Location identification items
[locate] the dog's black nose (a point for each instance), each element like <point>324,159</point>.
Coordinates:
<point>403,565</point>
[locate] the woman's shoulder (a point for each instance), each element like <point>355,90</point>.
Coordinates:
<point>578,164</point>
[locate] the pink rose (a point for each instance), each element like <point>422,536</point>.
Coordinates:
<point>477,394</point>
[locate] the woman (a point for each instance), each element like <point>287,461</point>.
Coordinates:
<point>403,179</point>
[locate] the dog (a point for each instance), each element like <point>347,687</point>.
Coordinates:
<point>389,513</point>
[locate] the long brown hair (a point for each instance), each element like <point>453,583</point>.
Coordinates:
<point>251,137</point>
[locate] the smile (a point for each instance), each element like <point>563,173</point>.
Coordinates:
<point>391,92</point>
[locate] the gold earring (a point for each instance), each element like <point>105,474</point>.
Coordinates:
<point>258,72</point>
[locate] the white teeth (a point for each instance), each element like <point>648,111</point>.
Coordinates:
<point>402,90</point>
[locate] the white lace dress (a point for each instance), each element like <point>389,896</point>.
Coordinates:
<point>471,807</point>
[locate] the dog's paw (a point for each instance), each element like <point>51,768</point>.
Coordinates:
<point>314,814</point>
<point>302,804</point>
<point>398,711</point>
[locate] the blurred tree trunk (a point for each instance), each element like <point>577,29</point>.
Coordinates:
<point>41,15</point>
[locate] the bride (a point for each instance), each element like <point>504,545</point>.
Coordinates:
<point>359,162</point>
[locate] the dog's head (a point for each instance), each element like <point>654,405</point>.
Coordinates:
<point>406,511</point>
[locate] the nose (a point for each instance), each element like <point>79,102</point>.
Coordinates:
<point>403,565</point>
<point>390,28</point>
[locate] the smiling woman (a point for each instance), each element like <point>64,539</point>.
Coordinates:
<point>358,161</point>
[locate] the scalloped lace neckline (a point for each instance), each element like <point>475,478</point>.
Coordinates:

▶ _WRITTEN REQUEST_:
Rewrite every line of the rows above as a Markdown table with two columns, Number and Line, where Number counts the lines from 1. Omit blank lines.

▶ _FULL OUTPUT_:
| Number | Line |
|---|---|
| 1 | [locate] the dog's black nose (a point for each instance), each element like <point>324,159</point>. |
| 2 | Coordinates: |
| 3 | <point>403,565</point> |
| 4 | [locate] the woman's shoulder (a point for each instance), each element like <point>355,90</point>. |
| 5 | Coordinates: |
| 6 | <point>578,164</point> |
| 7 | [locate] the pink rose (a point for each instance), each element like <point>422,536</point>. |
| 8 | Coordinates: |
| 9 | <point>477,394</point> |
| 10 | [locate] the woman (a point for each instance), each element like <point>287,461</point>. |
| 11 | Coordinates: |
| 12 | <point>403,179</point> |
| 13 | [locate] the dog (a point for each instance), each element like <point>347,687</point>. |
| 14 | Coordinates: |
| 15 | <point>389,513</point> |
| 16 | [locate] the long brown hair (a point for each instance), each element like <point>453,583</point>. |
| 17 | Coordinates: |
| 18 | <point>251,137</point> |
| 19 | [locate] the smile (a point for each instance), each element like <point>563,173</point>. |
| 20 | Coordinates: |
| 21 | <point>391,92</point> |
| 22 | [locate] the gold earring (a point for each instance), each element like <point>105,474</point>. |
| 23 | Coordinates: |
| 24 | <point>258,72</point> |
| 25 | [locate] the white teeth (a point for each instance), each element like <point>648,111</point>. |
| 26 | Coordinates: |
| 27 | <point>402,90</point> |
| 28 | [locate] the white lace dress (a point for each instance), each element like <point>389,896</point>. |
| 29 | Coordinates: |
| 30 | <point>471,807</point> |
| 31 | [locate] the dog's paw (a point for each instance), each element like <point>51,768</point>. |
| 32 | Coordinates: |
| 33 | <point>314,814</point> |
| 34 | <point>302,804</point> |
| 35 | <point>398,711</point> |
| 36 | [locate] the blurred tree trunk (a point for each instance), each element like <point>577,29</point>. |
| 37 | Coordinates: |
| 38 | <point>41,15</point> |
| 39 | [locate] the bride (a point for each instance), each element like <point>504,545</point>. |
| 40 | Coordinates: |
| 41 | <point>359,162</point> |
| 42 | [locate] the dog's head (a point for each instance), each element like <point>654,405</point>. |
| 43 | Coordinates: |
| 44 | <point>406,511</point> |
| 45 | [locate] the nose (a point for each instance), each element like <point>79,102</point>. |
| 46 | Coordinates: |
| 47 | <point>403,565</point> |
| 48 | <point>390,28</point> |
| 49 | [locate] the smiling woman (a point for each instance), each element like <point>64,539</point>. |
| 50 | Coordinates: |
| 51 | <point>358,161</point> |
| 52 | [locate] the scalloped lace neckline (a point for each instance), each element like <point>475,478</point>. |
| 53 | Coordinates: |